* [Short task] Can you pick out every line below that contains the string "metal" and copy each one, treating uppercase and lowercase as different?

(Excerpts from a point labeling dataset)
○ ○ ○

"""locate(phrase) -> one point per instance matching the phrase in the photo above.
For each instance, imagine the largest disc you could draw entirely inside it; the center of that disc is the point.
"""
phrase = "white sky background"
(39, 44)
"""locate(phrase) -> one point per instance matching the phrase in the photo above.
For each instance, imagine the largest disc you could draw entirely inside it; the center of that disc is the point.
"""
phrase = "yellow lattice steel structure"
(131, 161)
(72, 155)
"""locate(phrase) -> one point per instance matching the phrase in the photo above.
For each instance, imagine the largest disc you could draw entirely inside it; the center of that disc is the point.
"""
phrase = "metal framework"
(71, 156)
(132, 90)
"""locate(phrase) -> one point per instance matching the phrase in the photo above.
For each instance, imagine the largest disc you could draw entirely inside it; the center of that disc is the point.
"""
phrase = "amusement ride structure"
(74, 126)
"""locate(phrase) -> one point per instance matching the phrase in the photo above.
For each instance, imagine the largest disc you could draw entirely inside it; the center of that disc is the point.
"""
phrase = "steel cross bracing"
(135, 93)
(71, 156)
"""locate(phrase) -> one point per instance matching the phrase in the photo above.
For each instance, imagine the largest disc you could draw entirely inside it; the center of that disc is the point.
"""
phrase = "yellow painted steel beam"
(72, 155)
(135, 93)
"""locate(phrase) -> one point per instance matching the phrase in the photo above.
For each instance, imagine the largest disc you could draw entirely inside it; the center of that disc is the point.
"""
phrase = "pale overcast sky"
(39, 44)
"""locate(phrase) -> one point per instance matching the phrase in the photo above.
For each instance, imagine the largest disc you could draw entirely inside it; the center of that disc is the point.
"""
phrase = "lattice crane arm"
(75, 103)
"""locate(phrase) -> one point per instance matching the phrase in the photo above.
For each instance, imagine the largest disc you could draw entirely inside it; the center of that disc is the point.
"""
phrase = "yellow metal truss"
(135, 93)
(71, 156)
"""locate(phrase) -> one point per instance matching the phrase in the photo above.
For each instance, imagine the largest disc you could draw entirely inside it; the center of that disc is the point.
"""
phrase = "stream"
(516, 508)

○ ○ ○

* [Task output]
phrase = "metal framework"
phrase = "yellow metal truss"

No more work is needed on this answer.